[Collected data entries]
————

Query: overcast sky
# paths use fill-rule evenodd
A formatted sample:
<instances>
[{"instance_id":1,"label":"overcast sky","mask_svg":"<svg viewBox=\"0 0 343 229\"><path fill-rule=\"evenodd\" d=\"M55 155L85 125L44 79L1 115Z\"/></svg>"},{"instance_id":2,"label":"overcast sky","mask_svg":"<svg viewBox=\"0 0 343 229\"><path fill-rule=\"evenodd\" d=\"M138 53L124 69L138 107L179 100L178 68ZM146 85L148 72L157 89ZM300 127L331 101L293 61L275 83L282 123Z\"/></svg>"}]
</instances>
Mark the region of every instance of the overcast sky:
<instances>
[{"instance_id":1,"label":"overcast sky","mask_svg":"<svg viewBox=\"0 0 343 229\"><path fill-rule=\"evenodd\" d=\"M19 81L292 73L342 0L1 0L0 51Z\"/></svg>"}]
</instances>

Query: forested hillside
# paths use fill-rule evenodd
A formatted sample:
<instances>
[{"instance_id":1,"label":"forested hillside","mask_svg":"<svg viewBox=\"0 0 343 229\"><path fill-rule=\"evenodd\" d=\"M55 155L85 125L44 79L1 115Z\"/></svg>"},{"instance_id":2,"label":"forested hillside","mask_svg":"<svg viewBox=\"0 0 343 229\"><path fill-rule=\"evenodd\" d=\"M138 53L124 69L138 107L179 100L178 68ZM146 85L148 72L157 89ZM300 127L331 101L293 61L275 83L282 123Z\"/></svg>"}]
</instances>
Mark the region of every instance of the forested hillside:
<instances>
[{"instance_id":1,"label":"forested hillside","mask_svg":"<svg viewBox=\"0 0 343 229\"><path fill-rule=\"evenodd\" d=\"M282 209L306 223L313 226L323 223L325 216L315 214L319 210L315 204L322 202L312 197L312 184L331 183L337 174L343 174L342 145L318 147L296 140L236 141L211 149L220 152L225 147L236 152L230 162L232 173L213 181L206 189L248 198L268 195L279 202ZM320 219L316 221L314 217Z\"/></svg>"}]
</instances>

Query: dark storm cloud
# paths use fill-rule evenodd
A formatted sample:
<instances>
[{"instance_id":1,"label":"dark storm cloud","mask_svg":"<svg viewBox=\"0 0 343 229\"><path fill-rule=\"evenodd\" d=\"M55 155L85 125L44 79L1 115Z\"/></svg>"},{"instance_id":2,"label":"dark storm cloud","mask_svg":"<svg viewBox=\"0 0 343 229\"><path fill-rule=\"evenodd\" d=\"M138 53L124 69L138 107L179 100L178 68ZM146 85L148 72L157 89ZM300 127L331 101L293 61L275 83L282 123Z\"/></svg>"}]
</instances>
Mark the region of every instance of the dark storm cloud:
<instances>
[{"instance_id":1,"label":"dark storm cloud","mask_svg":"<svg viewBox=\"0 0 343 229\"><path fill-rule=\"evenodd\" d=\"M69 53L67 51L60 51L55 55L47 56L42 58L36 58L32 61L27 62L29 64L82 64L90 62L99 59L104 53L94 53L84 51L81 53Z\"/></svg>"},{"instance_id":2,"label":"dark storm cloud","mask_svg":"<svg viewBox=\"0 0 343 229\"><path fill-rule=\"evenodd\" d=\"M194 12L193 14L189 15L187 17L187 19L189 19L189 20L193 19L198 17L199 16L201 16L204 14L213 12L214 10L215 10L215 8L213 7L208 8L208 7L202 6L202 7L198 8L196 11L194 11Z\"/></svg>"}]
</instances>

————

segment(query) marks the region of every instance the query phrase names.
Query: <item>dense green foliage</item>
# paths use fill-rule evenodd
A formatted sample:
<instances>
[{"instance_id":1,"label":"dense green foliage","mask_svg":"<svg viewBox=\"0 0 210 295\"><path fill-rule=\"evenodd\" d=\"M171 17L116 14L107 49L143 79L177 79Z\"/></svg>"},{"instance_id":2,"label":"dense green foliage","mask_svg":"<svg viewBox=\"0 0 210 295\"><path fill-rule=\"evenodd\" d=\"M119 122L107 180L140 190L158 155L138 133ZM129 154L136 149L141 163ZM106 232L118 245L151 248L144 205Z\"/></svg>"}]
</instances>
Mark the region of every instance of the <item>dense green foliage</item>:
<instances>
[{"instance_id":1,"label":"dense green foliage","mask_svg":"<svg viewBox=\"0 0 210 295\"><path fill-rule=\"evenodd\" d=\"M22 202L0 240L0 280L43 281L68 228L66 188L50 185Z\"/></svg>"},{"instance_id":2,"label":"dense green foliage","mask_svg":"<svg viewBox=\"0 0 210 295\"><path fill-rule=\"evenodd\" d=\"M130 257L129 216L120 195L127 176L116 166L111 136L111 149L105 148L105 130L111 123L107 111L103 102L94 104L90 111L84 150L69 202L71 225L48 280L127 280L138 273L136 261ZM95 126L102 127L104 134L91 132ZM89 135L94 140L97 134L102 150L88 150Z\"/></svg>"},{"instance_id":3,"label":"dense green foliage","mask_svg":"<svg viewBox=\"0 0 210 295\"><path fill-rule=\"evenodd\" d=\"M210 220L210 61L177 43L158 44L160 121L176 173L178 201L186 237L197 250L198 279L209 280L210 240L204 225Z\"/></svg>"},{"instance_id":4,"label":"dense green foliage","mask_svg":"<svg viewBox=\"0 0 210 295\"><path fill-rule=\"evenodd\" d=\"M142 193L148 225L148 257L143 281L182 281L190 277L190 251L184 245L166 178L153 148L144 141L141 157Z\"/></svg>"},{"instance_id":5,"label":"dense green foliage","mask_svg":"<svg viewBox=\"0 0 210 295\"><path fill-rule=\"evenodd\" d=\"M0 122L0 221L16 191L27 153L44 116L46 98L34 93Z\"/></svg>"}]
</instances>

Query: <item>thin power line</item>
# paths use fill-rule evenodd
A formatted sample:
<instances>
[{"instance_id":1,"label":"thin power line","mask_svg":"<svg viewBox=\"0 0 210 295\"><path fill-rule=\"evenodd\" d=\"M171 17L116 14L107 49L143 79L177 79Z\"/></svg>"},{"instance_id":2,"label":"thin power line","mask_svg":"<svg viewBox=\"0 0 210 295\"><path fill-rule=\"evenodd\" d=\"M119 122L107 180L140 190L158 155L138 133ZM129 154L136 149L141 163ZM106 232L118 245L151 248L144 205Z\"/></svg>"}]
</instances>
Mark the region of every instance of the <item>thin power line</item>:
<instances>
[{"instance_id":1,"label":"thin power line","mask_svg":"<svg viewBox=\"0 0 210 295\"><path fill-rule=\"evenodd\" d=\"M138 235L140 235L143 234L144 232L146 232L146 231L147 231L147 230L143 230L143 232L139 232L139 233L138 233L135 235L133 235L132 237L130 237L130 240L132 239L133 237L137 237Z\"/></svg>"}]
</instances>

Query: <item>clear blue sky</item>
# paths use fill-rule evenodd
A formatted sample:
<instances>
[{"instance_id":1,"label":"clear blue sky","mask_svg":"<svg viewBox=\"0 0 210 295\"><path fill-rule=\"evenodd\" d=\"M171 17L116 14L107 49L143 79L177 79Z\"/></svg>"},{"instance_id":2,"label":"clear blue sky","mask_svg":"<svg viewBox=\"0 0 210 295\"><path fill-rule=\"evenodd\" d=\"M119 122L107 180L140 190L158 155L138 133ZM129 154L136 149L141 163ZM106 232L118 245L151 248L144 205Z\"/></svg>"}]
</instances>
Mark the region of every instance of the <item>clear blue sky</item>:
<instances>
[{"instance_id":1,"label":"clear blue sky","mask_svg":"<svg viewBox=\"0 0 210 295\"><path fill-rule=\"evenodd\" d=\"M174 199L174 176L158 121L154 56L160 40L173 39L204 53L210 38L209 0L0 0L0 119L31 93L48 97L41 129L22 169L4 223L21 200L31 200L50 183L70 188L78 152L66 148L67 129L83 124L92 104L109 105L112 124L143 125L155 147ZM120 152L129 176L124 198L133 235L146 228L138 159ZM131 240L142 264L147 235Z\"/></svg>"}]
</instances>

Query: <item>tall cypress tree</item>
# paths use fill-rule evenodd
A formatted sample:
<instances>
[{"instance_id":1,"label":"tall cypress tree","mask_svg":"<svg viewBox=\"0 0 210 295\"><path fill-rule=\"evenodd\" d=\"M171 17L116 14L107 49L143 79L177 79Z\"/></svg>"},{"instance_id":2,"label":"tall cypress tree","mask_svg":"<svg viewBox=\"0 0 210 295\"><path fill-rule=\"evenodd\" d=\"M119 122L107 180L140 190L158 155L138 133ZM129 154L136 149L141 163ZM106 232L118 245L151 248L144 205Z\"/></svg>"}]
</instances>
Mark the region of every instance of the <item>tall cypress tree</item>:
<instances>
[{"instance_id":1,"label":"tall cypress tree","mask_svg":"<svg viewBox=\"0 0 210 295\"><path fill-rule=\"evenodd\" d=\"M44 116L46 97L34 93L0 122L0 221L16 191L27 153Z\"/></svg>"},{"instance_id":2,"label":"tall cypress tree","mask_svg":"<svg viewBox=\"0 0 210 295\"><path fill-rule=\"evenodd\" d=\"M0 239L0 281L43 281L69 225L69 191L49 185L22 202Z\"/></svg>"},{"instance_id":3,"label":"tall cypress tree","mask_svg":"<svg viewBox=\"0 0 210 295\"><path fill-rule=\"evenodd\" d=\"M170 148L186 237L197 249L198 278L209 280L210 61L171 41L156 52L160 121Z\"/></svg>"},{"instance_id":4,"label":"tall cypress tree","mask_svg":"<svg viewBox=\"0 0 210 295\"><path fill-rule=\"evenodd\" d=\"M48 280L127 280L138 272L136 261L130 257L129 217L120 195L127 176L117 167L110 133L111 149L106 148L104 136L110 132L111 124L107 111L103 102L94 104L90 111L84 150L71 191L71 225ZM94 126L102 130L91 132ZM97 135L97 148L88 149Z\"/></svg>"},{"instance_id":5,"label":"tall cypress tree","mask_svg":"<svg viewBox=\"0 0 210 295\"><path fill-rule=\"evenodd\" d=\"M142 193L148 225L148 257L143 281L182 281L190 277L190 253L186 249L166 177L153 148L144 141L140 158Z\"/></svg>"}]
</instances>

————

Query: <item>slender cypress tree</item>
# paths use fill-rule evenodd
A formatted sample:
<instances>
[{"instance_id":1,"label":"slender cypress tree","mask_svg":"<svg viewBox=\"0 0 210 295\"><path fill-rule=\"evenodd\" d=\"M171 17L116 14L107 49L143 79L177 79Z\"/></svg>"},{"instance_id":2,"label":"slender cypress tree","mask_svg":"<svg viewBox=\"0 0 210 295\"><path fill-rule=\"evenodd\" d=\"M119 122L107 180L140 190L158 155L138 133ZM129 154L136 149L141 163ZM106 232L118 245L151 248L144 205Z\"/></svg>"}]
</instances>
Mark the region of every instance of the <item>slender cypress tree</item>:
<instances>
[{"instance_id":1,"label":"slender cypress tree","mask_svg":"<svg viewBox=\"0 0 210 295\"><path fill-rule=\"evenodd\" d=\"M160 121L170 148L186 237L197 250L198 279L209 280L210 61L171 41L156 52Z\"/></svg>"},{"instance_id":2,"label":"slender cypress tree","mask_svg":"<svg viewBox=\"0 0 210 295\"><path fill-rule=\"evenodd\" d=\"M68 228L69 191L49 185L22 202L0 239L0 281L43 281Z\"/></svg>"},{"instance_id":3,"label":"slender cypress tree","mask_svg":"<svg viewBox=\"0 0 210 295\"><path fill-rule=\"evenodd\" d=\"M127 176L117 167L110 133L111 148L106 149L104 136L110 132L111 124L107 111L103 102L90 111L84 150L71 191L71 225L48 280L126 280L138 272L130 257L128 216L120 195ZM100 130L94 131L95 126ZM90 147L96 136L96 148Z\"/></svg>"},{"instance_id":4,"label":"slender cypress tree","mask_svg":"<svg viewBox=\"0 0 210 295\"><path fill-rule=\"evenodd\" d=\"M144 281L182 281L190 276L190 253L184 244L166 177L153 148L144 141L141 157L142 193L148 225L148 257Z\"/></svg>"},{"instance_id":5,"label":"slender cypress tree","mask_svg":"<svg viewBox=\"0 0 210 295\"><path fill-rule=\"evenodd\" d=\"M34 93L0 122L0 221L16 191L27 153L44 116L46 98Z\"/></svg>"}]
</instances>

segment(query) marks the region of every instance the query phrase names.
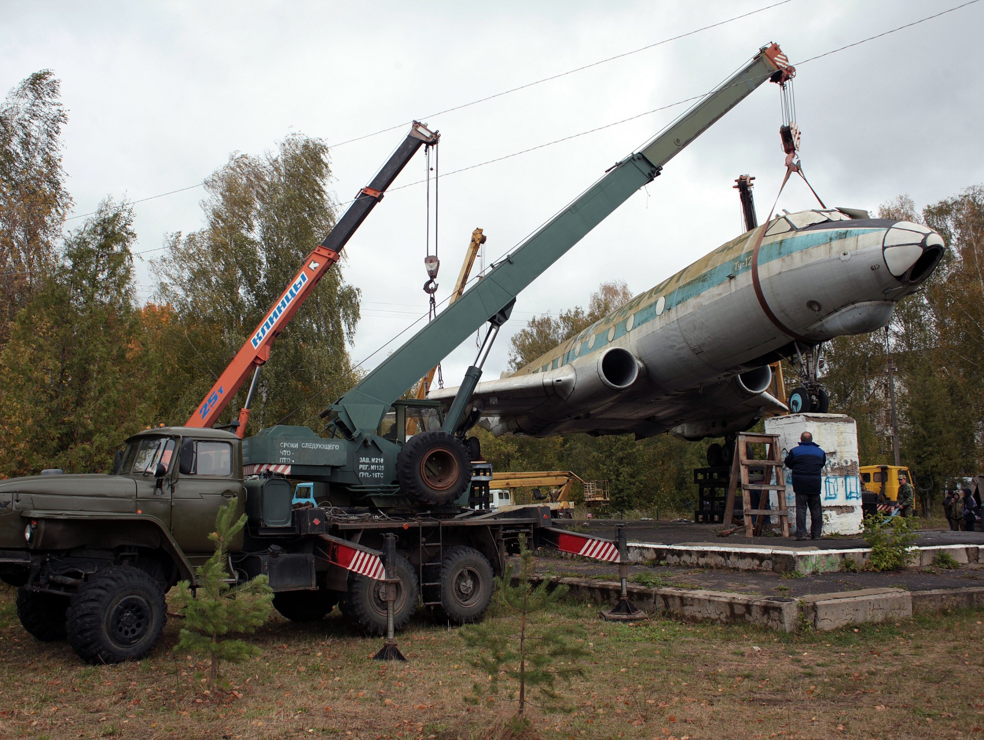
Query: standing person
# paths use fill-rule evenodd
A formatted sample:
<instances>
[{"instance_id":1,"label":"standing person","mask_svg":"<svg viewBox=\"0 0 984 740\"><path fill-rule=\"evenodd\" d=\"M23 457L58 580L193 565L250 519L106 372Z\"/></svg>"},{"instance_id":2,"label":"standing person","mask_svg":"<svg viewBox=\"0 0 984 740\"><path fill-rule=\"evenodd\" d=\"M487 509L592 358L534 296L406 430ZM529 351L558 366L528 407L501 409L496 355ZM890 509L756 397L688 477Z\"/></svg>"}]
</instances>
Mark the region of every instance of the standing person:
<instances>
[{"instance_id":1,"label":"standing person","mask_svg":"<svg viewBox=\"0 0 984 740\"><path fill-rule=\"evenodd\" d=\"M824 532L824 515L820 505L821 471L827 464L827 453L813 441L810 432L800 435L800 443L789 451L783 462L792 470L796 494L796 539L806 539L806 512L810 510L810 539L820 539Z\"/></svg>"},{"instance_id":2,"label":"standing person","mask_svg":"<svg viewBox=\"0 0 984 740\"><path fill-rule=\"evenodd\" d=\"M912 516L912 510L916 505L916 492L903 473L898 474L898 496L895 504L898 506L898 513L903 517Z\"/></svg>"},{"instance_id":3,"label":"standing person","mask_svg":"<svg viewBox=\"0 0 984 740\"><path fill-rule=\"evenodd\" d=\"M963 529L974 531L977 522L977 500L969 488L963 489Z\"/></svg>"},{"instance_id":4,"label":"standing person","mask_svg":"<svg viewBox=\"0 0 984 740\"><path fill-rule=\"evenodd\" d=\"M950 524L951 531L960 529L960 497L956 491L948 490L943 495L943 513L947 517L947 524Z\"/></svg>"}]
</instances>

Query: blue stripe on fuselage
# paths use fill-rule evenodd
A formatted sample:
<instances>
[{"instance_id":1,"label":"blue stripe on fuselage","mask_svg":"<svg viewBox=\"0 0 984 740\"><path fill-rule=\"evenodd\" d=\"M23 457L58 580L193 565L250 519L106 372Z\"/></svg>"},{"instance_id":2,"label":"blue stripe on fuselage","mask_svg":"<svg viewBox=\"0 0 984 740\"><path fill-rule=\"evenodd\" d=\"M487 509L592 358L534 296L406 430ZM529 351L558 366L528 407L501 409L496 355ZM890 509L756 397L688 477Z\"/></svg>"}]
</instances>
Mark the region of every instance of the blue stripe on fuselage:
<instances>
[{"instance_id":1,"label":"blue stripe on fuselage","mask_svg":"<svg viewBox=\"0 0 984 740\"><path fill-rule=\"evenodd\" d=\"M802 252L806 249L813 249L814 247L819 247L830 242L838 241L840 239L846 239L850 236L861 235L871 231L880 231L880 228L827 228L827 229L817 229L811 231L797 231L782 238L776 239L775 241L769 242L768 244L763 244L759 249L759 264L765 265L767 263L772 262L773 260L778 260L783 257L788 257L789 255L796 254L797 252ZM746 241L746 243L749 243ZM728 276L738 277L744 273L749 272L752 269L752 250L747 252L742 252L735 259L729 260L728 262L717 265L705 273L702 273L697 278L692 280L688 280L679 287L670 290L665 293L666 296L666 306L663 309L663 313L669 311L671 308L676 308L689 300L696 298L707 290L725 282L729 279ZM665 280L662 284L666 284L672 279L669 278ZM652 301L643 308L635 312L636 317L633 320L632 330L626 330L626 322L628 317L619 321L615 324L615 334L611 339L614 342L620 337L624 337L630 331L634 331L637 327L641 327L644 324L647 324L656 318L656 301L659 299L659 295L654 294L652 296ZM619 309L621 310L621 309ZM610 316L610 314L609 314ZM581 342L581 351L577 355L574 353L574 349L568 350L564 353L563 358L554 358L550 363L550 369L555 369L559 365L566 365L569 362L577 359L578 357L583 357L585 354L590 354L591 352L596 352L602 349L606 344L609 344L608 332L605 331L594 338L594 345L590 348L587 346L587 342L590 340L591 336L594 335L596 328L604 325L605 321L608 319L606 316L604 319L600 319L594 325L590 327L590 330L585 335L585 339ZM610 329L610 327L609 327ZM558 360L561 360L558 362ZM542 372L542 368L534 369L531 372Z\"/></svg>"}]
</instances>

————

» **What this task involves**:
How many lines of the records above contain the word "foliage"? Case counts, and give only the number.

» **Exercise answer**:
4